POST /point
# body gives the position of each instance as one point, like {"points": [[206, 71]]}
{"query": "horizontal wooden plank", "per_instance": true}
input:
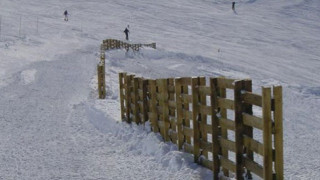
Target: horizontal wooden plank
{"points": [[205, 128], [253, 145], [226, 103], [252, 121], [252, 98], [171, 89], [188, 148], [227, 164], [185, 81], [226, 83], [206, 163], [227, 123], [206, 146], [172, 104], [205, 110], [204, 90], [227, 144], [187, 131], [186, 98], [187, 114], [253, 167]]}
=-=-=-=-=
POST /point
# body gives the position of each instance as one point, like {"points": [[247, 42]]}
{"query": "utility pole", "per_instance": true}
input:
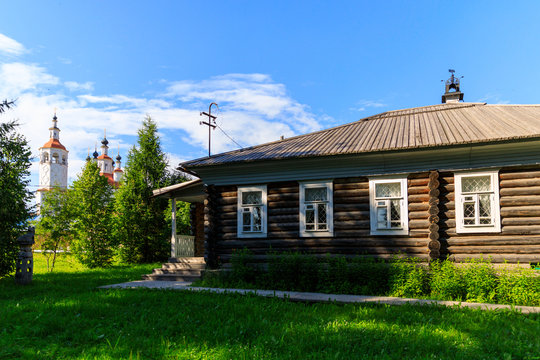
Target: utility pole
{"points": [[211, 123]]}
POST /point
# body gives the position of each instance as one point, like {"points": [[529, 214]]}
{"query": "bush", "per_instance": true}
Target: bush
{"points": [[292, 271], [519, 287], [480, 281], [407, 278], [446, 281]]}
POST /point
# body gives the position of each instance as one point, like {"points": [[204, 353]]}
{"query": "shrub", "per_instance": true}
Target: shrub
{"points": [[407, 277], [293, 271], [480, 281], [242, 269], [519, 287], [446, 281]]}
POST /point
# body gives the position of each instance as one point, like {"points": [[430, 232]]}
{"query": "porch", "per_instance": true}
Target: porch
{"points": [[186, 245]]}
=-=-=-=-=
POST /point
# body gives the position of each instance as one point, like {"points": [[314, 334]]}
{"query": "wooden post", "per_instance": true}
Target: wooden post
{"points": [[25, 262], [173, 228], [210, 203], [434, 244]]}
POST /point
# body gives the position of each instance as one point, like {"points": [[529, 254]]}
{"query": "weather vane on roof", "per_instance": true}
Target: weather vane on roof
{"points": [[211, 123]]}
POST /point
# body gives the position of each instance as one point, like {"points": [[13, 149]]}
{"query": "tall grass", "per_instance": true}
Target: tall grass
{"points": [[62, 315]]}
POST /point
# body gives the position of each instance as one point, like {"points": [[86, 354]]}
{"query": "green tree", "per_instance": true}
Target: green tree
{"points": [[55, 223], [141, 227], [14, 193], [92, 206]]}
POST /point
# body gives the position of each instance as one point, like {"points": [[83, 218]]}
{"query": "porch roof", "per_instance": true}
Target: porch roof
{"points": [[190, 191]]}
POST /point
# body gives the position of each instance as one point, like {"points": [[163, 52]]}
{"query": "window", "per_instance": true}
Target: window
=-=-=-=-=
Please gather every line of the data above that contains the string "green", copying each line unchanged. Case counts.

## ANSWER TO THIS PROBLEM
{"query": "green tree", "per_instance": true}
Target: green tree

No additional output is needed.